Data for review:
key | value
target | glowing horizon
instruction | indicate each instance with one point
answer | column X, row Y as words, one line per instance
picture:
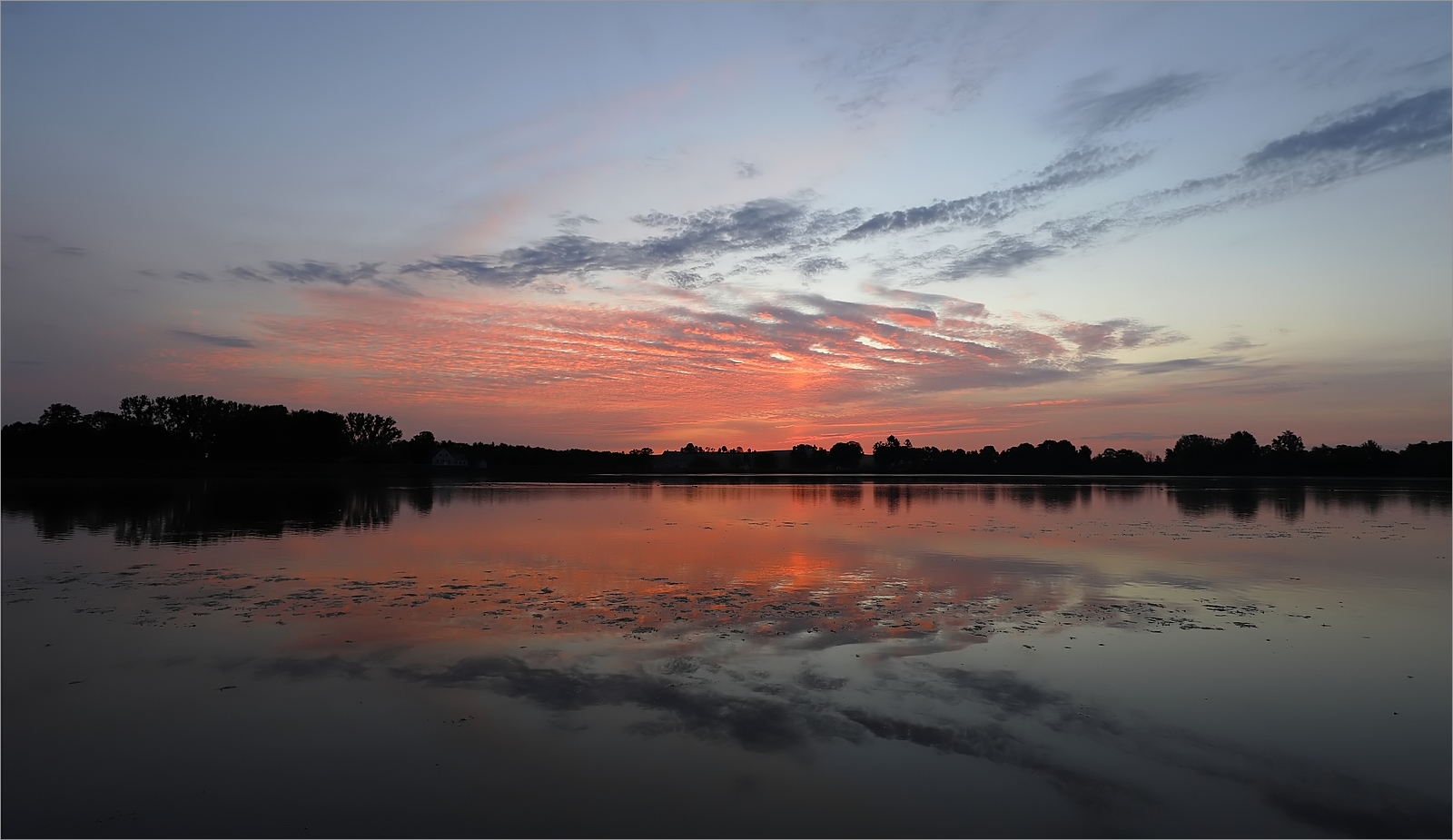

Task to complete:
Return only the number of lines in the data above that include the word "instance".

Task result:
2